▸ **Extracted text**
⟨
Decided 19 February 2009
- Case: 3455/05
- ECLI: ECLI:CE:ECHR:2009:0219JUD000345505
- Chamber: Grand Chamber

Ruling
- The majority found a violation of Article 5 (1), (4) and (5) regarding some of the applicants of the case.

Court composition
- President Jean-Paul Costa
- JudgesChristos Rozakis; Nicolas Bratza; Françoise Tulkens; Josep Casadevall; Giovanni Bonello; Ireneu Cabral Barreto; Elisabeth Steiner; Lech Garlicki; Khanlar Hajiyev; Ljiljana Mijović; Egbert Myjer; Davíd Thór Björgvinsson; George Nicolaou; Ledi Bianku; Nona Tsotsoria; Mihai Poalelungi;

Legislation affecting
- Part 4 of the 2001 Anti-Terrorism, Crime and Security Act

Case opinions
- Majority: Costa, Rozakis, Bratza, Tulkens, Casadevall, Bonello, Barreto, Steiner, Garlicki, Hajiyev, Mijović, Myjer, Björgvinsson, Nicolaou, Bianku, Tsotsoria, Poalelungi

= A. and Others v. the United Kingdom =

2009 European Court of Human Rights case

A. and Others v United Kingdom is a human rights case decided on 19 February 2009 by the European Court of Human Rights. It unanimously held that holding prisoners indefinitely under the Anti-terrorism, Crime and Security Act 2001 was incompatible with Article 5.
⟩
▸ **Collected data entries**
⟨
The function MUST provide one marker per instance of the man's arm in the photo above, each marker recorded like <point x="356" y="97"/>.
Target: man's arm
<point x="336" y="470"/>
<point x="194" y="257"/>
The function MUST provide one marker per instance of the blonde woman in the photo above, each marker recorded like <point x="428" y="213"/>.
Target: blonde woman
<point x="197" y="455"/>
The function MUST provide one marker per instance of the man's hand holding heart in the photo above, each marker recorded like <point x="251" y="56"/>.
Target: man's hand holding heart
⟩
⟨
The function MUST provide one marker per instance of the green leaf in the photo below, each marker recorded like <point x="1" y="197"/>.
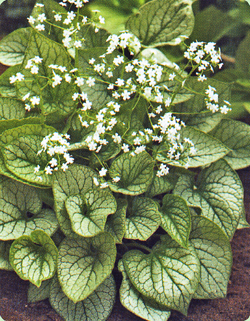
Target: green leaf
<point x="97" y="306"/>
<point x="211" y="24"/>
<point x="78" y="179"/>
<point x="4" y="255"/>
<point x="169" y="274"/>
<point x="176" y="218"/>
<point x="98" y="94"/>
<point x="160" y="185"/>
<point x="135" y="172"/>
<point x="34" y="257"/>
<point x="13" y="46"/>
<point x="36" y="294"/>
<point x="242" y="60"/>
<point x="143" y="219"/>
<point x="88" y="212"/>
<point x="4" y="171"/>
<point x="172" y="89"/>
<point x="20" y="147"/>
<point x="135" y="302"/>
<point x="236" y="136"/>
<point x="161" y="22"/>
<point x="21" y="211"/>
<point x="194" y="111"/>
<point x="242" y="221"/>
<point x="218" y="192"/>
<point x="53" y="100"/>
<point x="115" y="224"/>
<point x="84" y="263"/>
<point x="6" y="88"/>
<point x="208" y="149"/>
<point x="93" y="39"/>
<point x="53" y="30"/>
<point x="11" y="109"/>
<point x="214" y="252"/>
⟩
▸ **Exercise brief**
In the case summary above, turn the paragraph beginning "A. and Others v United Kingdom is a human rights case" into a short bulleted list that keeps its main facts.

▸ **Written response**
- A. and Others v United Kingdom is a human rights case.
- The European Court of Human Rights decided it on 19 February 2009.
- The court unanimously held that indefinite detention under the Anti-terrorism, Crime and Security Act 2001 was incompatible with Article 5.